- **Directions for this task**:
Copy every one of the rows below exactly, without changing any line.

Raw records
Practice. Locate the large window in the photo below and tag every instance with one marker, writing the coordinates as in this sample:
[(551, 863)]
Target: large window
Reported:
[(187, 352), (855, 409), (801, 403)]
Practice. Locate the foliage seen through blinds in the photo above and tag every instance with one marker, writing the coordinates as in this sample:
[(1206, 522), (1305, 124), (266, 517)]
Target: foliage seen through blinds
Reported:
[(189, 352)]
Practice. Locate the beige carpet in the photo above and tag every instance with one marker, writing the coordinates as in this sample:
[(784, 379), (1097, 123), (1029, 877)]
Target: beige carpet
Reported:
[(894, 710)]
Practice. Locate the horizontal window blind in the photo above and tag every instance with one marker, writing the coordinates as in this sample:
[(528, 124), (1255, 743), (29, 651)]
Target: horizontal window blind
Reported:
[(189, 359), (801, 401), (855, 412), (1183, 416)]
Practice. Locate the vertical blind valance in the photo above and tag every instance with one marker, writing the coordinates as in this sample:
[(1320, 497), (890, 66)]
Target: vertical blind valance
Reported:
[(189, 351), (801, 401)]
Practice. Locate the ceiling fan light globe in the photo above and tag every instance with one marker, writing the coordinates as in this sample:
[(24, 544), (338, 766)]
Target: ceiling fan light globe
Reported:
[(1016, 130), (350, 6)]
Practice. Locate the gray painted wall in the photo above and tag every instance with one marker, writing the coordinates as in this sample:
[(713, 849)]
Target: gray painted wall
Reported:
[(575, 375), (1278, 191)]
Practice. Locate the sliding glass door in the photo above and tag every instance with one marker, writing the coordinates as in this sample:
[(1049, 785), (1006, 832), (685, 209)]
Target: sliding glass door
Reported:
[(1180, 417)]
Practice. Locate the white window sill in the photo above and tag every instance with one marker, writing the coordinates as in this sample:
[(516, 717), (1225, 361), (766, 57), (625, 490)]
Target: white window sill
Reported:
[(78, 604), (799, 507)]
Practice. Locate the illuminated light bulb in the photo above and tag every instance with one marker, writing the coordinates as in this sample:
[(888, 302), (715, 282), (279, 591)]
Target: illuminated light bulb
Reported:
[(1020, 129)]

- **Solution**:
Practice. Locate the large window in the photo below and tag every instance with one marker, writing the coordinates as in this sample:
[(551, 863)]
Target: large window
Reported:
[(187, 352), (855, 409), (801, 403)]
Practice. Locate the foliage seen through blinds in the photo above and tag every instance with one marker, writing the coordinates as in this sample:
[(1206, 522), (1305, 124), (266, 517)]
Target: foliage seen through blinds
Reported:
[(189, 352)]
Practice. Locate the beige carpet in the photo above and tag every instance with one marker, writing the coordinates as in this sample:
[(784, 379), (1097, 123), (1029, 877)]
Target: beige carpet
Reported:
[(894, 710)]
Practice. Locate the horizontal window blind in the photo above and tag every instance with one marker, writing the coordinates as in this sample:
[(528, 124), (1255, 743), (29, 651)]
Target: horizontal window blind
Reported:
[(189, 359), (801, 401), (855, 412), (1183, 416)]
Practice. Locate the vertical blind valance in the photo above and tag every instance with one marker, writing the coordinates as in this sample:
[(1320, 497), (890, 66)]
Target: vertical blind valance
Reported:
[(189, 351), (801, 401)]
Practice. Locate the ceiling fan light globe in the photo above and tag every instance with one marker, writing the coordinates as in this sample:
[(24, 544), (338, 766)]
Target: ceiling fan light globe
Reported:
[(1016, 130), (350, 6)]
Practice. Locate the gray painted wall in the photo above and tag every instance with one marker, writing the coordinates as in this sample:
[(713, 849)]
Target: gray painted wall
Reported:
[(575, 375), (1278, 191)]
Practice. Locate the sliding glass door in the photo above and tag every instance with one marker, writing the coordinates as in this sample:
[(1049, 785), (1006, 832), (685, 209)]
Target: sliding glass door
Reported:
[(1180, 417)]
Practice. Locate the white window sill in the photo above and tag every instance with one marker, writing the coordinates as in this sample:
[(516, 717), (1225, 361), (766, 57), (625, 490)]
Target: white window sill
Reported:
[(78, 604), (799, 507)]
Practice. Locate the illuminated light bulb in the photo above and tag every instance with one marker, writing the coordinates as in this sample:
[(888, 302), (715, 282), (279, 591)]
Target: illuminated light bulb
Reported:
[(1020, 129)]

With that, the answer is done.